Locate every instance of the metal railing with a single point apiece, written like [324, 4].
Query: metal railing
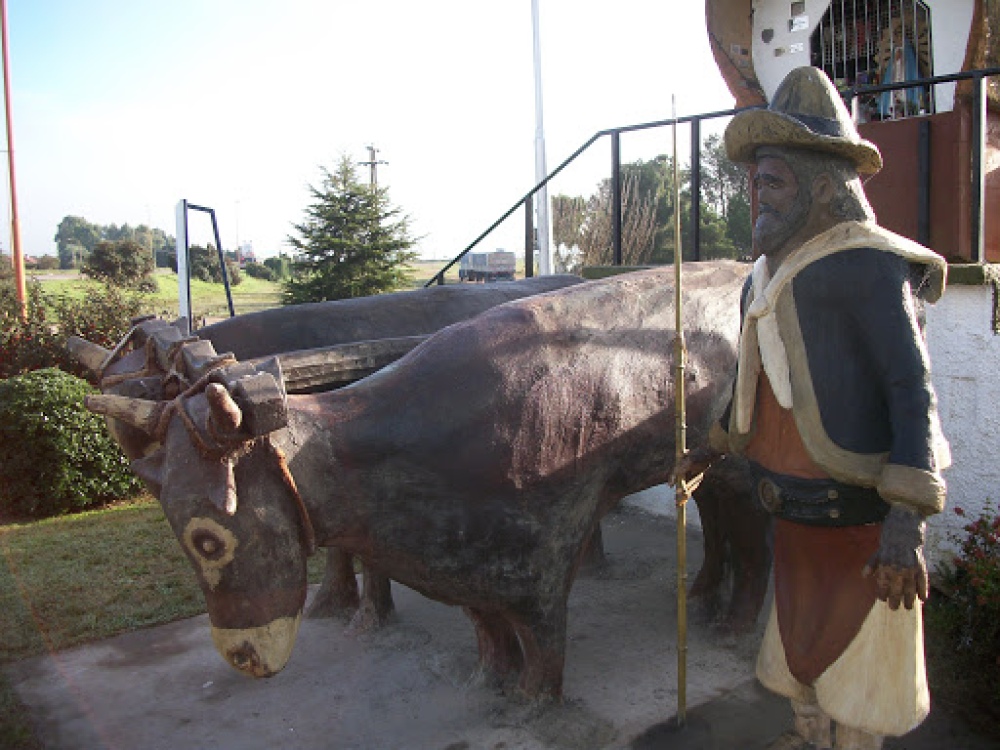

::::::::

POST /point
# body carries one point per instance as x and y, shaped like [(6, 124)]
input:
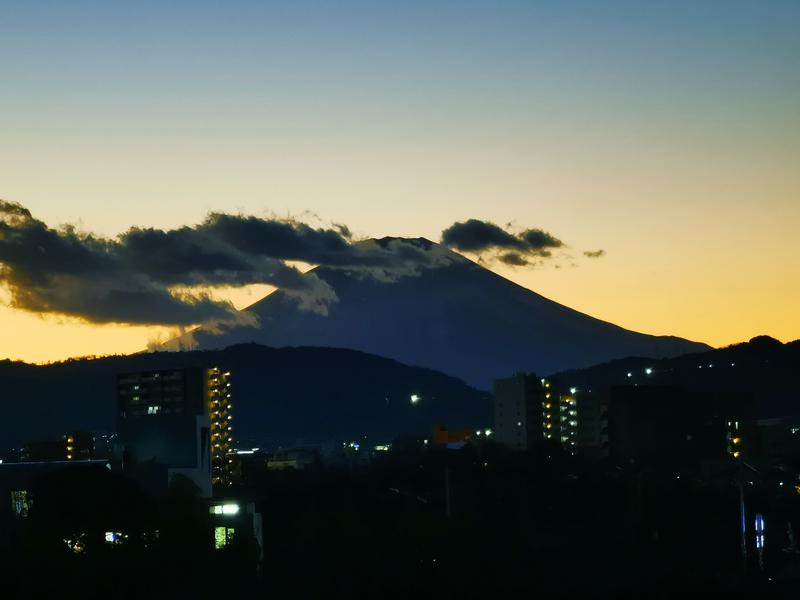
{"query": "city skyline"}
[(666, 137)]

::::::::

## Action item
When a line in the material above contains the word "railing", copy that line out.

## Response to the task
Locate every instance of the metal railing with a single point apiece, written like [324, 4].
Query: metal railing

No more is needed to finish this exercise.